■ TASK INSTRUCTIONS ■
Extract all records. Keep each one exact.

Collected data
===
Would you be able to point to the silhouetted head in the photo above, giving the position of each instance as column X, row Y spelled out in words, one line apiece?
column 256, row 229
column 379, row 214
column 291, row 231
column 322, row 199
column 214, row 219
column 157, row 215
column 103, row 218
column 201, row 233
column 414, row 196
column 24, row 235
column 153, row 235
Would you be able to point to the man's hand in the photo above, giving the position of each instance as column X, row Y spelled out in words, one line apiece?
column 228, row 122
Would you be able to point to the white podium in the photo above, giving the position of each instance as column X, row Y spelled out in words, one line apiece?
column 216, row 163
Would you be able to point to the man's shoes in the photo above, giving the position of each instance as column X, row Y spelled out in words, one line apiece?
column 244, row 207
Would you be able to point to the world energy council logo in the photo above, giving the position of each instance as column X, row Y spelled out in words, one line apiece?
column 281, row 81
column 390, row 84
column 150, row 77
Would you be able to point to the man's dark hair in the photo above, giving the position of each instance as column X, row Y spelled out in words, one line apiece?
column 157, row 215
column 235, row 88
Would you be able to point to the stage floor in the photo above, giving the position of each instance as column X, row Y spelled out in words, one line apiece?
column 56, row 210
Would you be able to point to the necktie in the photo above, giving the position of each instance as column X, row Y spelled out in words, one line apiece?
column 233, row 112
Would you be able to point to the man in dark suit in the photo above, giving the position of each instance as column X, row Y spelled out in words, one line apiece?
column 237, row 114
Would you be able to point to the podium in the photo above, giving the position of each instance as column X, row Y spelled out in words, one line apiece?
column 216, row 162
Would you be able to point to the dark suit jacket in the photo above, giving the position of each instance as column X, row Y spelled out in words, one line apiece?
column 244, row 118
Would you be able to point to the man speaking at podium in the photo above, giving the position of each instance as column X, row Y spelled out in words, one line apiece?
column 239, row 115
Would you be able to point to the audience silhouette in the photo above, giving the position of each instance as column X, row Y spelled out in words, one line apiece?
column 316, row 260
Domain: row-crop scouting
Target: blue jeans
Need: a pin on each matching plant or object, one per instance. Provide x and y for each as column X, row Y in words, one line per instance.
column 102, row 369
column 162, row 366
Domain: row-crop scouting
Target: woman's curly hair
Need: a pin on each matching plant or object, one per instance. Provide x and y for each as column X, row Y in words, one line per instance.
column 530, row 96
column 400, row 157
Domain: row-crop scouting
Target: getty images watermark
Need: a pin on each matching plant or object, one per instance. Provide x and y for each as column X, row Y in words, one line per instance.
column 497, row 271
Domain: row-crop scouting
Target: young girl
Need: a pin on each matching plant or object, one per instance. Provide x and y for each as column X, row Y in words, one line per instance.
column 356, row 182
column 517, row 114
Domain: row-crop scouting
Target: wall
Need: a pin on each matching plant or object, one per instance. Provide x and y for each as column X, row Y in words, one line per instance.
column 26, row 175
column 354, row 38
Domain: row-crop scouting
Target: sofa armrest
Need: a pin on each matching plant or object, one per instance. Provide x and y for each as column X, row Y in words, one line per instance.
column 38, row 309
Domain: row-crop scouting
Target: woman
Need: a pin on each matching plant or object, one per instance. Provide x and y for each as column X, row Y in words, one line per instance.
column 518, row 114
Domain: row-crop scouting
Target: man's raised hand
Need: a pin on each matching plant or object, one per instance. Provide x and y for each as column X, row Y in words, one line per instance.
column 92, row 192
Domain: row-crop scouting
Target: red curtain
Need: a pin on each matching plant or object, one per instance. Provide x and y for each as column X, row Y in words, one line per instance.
===
■ RESULT OF THE TASK ■
Would you be able to point to the silhouetted head in the photo above, giving the position of each instance as column X, row Y spelled out in words, one line apiece?
column 256, row 229
column 379, row 214
column 291, row 231
column 322, row 199
column 214, row 219
column 157, row 215
column 103, row 218
column 201, row 233
column 414, row 196
column 24, row 235
column 153, row 235
Would you be able to point to the man's hand in the photo above, giving the position of each instance as column X, row Y spelled out in words, one line apiece?
column 228, row 122
Would you be able to point to the white podium in the photo above, giving the position of each instance as column X, row Y spelled out in words, one line apiece?
column 216, row 163
Would you be able to point to the man's shoes in the photo above, giving the position of each instance as column X, row Y spelled out in words, one line apiece?
column 244, row 207
Would you be able to point to the world energy council logo in the photo above, giving the position of each instance as column X, row Y spelled out in words, one line apiece?
column 281, row 81
column 390, row 84
column 150, row 77
Would you be able to point to the man's dark hair in the photo above, giving the position of each instance as column X, row Y spelled out in words, one line apiece?
column 157, row 215
column 235, row 88
Would you be able to point to the stage floor in the photo above, giving the position of each instance as column X, row Y spelled out in words, one line apiece?
column 56, row 210
Would you be able to point to the necktie in the photo above, giving the position of each instance as column X, row Y spelled out in words, one line apiece?
column 233, row 112
Would you be able to point to the man in dark suit in the photo above, giving the position of each instance as column X, row Y spelled out in words, one line apiece?
column 237, row 114
Would you be able to point to the podium in the photo above, giving the position of each instance as column X, row Y spelled out in words, one line apiece?
column 216, row 162
Would you be able to point to the dark suit jacket in the photo above, giving the position of each instance as column X, row Y spelled out in words, one line apiece?
column 244, row 118
Would you be able to point to the man speaking at podium in the photo above, giving the position of each instance as column X, row Y spelled out in words, one line apiece?
column 239, row 115
Would you be able to point to the audience silhouette in the photo above, giving the position of each instance as column X, row Y spelled out in words, one line apiece?
column 316, row 260
Domain: row-crop scouting
Target: blue jeans
Need: a pin on each matching plant or object, one per instance. Provide x and y for each as column X, row Y in words, one line per instance.
column 102, row 369
column 162, row 366
Domain: row-crop scouting
Target: woman's curly hair
Need: a pin on each matching plant or object, one per instance. Provide x and y for each as column X, row Y in words, one line per instance.
column 530, row 96
column 400, row 157
Domain: row-crop scouting
Target: getty images watermark
Need: a pin on each matching plant or object, one per instance. Provide x and y for each as column X, row Y in words, one line per instance.
column 497, row 271
Domain: row-crop scouting
Target: young girl
Need: a pin on each matching plant or object, one per instance. Provide x and y for each as column X, row Y in words, one line per instance.
column 356, row 182
column 517, row 114
Domain: row-crop scouting
Target: wall
Need: a pin on each matching plant or object, one per instance. Provide x and y for each as column X, row Y in words, one line per instance.
column 26, row 175
column 354, row 38
Domain: row-crop scouting
Target: sofa armrest
Need: a pin on each matching plant or object, one per instance. Provide x and y for each as column X, row Y in words, one line per instance.
column 38, row 309
Domain: row-crop scouting
Target: woman
Need: a pin on each matching plant or object, one per instance. Provide x and y for each as column X, row Y in words, one line per instance.
column 518, row 114
Domain: row-crop scouting
Target: man's raised hand
Need: a pin on each matching plant or object, one per instance. Provide x and y for each as column X, row Y in words, one line per instance.
column 92, row 192
Domain: row-crop scouting
Target: red curtain
Need: a pin on each matching plant or object, one per instance. Provide x and y for each as column X, row Y in words, one line per instance.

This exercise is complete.